Exercise input section start

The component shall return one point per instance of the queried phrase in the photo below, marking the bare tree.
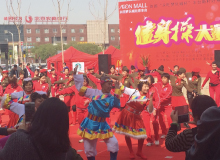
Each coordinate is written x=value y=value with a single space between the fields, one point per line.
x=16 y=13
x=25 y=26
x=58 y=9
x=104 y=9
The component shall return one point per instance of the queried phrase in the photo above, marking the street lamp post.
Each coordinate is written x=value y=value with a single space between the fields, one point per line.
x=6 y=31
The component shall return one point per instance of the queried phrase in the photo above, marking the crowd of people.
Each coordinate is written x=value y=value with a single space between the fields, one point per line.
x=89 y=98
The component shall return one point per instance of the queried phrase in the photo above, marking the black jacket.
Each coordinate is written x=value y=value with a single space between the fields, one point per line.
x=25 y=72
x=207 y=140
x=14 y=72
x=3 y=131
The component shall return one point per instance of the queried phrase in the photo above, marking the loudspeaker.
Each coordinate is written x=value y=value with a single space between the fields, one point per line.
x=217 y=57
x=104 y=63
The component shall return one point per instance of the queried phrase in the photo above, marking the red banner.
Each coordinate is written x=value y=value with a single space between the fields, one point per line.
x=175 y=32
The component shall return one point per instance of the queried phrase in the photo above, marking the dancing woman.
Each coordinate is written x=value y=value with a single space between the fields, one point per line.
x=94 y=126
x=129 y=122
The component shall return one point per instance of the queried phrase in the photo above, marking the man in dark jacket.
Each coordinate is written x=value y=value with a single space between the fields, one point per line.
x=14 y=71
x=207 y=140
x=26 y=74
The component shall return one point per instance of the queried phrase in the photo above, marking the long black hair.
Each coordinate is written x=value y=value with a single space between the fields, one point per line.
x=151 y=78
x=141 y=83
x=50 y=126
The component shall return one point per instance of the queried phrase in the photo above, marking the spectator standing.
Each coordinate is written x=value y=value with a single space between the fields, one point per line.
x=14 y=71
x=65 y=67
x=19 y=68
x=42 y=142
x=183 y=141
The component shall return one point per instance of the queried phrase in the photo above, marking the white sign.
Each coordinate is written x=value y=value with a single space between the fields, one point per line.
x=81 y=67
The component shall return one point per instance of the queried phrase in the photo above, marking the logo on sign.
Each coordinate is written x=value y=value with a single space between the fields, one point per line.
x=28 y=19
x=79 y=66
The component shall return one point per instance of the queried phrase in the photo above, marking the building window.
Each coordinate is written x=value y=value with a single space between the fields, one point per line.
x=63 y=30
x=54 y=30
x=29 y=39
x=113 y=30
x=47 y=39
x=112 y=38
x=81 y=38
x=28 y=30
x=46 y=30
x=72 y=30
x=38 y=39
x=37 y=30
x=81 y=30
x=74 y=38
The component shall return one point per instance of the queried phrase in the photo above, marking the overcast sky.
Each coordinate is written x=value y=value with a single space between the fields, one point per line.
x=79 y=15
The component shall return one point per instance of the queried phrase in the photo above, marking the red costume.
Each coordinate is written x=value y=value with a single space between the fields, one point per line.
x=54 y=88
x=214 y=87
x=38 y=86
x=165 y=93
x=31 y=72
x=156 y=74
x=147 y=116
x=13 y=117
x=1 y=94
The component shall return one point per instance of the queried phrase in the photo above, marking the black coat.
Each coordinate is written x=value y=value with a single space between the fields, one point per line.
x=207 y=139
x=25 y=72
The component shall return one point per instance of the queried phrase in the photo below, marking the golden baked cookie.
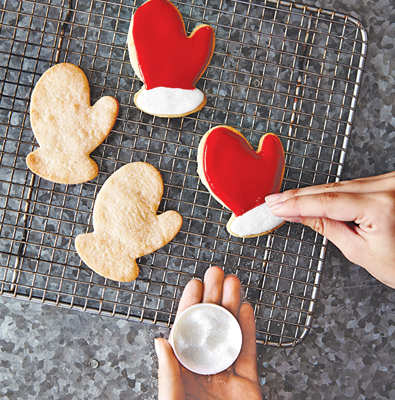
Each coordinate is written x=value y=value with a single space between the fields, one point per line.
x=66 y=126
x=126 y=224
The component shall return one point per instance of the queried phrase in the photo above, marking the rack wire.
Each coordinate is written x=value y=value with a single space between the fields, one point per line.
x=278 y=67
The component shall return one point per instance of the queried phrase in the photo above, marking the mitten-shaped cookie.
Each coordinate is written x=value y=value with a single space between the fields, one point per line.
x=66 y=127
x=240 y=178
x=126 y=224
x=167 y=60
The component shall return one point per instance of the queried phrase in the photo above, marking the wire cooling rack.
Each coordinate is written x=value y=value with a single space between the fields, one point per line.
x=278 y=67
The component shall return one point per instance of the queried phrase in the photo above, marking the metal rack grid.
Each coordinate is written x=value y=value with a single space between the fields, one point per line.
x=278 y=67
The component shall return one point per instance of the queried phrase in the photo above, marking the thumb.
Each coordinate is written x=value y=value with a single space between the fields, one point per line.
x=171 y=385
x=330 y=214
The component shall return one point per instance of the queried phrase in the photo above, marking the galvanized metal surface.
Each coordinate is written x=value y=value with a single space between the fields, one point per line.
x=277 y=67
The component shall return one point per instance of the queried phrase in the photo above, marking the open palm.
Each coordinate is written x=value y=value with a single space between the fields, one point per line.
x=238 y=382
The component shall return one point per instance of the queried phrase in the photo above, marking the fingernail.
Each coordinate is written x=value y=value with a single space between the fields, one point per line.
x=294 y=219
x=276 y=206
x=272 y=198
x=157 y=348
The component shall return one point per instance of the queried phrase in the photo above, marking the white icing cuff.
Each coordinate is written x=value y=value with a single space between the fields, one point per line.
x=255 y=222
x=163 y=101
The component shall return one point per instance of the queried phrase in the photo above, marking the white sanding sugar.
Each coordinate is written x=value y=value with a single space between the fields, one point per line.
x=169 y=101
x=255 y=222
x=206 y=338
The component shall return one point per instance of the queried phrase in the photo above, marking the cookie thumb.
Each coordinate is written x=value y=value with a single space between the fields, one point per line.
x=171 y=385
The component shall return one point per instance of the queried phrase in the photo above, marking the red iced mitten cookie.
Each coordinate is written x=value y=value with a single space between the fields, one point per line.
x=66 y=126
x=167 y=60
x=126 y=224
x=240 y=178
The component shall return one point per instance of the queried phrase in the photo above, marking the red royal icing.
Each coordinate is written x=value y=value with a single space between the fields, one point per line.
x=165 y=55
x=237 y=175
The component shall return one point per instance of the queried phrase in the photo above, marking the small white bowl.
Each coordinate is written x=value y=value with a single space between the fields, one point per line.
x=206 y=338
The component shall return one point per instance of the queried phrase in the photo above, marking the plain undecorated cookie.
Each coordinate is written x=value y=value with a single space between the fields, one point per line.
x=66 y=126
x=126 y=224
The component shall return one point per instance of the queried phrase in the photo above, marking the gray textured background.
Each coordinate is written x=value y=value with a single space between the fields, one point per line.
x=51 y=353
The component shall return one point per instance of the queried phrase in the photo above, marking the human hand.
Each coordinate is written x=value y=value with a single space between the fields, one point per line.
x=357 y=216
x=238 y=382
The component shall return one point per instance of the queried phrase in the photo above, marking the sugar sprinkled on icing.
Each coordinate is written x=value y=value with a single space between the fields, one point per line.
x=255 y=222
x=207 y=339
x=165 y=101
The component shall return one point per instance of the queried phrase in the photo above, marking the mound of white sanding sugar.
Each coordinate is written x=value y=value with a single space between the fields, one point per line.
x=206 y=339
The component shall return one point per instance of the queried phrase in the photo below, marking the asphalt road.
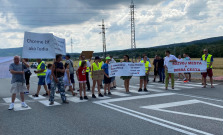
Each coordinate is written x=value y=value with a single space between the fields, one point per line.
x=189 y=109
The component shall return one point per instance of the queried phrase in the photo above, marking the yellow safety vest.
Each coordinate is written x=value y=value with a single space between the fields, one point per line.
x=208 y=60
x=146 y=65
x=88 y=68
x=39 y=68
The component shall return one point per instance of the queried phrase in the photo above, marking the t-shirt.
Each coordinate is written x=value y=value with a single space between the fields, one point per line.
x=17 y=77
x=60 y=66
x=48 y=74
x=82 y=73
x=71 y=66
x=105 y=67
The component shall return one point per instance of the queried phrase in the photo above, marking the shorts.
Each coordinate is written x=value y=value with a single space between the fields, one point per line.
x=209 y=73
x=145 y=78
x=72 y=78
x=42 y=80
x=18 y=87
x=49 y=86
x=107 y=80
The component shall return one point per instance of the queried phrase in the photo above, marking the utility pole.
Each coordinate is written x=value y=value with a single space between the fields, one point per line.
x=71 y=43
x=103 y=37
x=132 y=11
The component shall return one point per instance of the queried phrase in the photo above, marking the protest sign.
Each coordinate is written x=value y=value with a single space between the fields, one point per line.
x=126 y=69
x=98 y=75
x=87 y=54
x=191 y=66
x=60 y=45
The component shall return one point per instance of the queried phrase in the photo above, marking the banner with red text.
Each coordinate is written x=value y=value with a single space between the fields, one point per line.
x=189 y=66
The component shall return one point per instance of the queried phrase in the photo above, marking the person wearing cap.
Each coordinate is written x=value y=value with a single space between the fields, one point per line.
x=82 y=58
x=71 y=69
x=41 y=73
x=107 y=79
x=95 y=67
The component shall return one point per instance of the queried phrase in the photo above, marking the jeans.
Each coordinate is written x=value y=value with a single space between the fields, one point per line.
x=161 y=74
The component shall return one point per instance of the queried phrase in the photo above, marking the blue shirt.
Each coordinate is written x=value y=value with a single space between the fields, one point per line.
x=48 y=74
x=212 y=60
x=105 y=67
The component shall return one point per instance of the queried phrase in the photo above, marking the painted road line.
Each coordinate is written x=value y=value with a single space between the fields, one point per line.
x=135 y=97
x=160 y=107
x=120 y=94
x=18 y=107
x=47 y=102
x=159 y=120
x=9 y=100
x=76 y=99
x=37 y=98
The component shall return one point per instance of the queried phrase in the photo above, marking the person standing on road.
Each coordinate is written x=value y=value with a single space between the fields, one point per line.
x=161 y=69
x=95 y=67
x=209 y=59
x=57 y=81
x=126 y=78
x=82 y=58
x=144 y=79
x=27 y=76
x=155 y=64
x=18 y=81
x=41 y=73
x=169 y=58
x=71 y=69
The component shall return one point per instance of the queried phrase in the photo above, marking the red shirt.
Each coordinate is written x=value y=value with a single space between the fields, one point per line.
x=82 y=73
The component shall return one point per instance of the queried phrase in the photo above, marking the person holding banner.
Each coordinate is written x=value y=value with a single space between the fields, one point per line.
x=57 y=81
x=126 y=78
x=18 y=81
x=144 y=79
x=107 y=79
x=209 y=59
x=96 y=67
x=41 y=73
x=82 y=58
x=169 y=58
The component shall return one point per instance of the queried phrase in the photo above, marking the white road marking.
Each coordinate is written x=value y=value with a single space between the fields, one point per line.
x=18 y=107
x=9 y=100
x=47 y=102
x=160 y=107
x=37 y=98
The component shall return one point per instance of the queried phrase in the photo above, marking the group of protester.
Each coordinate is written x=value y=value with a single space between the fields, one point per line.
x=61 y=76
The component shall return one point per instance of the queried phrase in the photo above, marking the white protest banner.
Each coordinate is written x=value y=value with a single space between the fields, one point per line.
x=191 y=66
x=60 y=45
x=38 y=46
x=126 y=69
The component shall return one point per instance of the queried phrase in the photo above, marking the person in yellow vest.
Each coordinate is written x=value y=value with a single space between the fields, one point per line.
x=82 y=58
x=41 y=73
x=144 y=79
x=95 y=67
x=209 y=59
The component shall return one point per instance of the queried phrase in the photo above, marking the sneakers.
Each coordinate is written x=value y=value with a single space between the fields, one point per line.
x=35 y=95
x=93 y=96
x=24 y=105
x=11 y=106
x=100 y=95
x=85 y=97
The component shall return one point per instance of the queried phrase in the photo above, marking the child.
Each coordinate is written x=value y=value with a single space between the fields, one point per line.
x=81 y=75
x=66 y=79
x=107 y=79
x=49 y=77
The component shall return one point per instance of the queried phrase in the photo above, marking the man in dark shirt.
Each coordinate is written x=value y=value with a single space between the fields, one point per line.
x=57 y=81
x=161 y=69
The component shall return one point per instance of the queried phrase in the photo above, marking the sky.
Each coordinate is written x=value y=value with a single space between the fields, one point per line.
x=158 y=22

Exercise input section end

### Task objective
The line with "crowd of people." marks the end: restate word for word every line from the top of the data through that one, omitting pictures.

### Solution
The component shall return one point per instance of the queried phrase in the photo below, marking the bare tree.
Each coordinate is written x=value y=value with a single space between the fields, one point per line.
x=16 y=13
x=25 y=26
x=58 y=9
x=104 y=9
The component shall return one point per instance of the queried phrase in the photo above, marking the street lamp post.
Each coordinate is written x=value y=value with a single space between the fields, one point per line.
x=6 y=31
The component shall return one point per instance of the queried phrase in the photo above, marking the crowd of people.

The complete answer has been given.